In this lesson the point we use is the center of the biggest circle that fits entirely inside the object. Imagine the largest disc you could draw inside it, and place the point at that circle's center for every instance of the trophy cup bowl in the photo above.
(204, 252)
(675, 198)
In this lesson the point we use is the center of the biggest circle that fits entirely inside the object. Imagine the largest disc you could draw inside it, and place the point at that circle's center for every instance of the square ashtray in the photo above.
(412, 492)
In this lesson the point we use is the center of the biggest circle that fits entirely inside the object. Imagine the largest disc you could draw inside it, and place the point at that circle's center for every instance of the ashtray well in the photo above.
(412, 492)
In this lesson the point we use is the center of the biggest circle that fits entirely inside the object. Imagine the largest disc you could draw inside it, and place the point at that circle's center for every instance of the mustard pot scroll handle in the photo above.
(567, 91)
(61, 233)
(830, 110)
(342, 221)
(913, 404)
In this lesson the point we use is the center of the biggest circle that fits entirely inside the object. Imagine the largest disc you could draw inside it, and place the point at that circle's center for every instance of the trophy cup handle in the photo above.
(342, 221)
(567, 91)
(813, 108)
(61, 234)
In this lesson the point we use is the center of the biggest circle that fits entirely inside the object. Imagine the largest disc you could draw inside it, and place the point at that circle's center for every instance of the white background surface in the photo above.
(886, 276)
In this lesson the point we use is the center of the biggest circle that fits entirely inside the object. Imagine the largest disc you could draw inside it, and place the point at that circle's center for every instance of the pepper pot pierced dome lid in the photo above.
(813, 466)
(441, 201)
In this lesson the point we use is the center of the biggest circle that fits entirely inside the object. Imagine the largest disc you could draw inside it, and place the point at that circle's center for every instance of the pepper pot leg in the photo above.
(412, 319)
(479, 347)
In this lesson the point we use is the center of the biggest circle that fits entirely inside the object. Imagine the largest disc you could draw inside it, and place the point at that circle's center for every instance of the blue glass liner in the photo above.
####################
**WHAT IS BEING ASKED**. All the records above need to be transcribed exactly and in full.

**TASK ANSWER**.
In this lesson the point we use is the center of the biggest circle that fits entirely inside the object. Imagine the largest disc you could draw inside it, and place the point at that circle's center for every instance of the trophy cup bowl in the photo above.
(204, 252)
(675, 198)
In this lesson the point we use is the center of the biggest circle that fits entirely inside the object. Imagine the largest disc you could draw inside it, and place the point at that circle's center for every instance of the square ashtray in the photo above.
(412, 492)
In this lesson the point we use is the center of the biggest circle that fits entirely inside the object. Imagine the largest disc you could draw inside it, and place the point at that circle's center for every instance of the ashtray well in the photo above.
(412, 492)
In this lesson the point we use is the center of the biggest circle that fits entirely inside the object. Imagine the largest disc you could draw inside it, and place the point at that circle's center for every instance of the mustard pot scroll handle in the photo above.
(567, 91)
(61, 233)
(830, 110)
(342, 221)
(913, 404)
In this lesson the point we use is the center of the biggest circle that fits entirely inside the object. Imagine the largest disc you could draw inside it, and place the point at that circle's center for every instance of the trophy cup handle in the photo above.
(342, 221)
(567, 91)
(813, 108)
(61, 234)
In this lesson the point we use is the center of the biggest circle that fits entirely inside the object. Imagine the largest disc you could draw inside it, and place the point at that circle's center for every instance of the white background surface in the photo above.
(886, 276)
In this lesson the point we use is the center of the biggest circle that fits entirely inside the object. Imagine the largest disc you could draw inside it, and place the point at that circle's center for every instance of the pepper pot pierced dome lid in the photo above.
(813, 466)
(441, 201)
In this lesson the point we use is the center of the biggest circle that fits entirely inside the object. Imagine the largest disc you could draw inside it, and place the point at that circle's center for every instance of the pepper pot leg in the photo above.
(412, 319)
(479, 347)
In this lesson the point we use is the center of the biggest circle that fits entirely inside the object. Imagine the largest disc you could draw inside it, and place the point at that circle's center for every instance of the blue glass liner in the photo above.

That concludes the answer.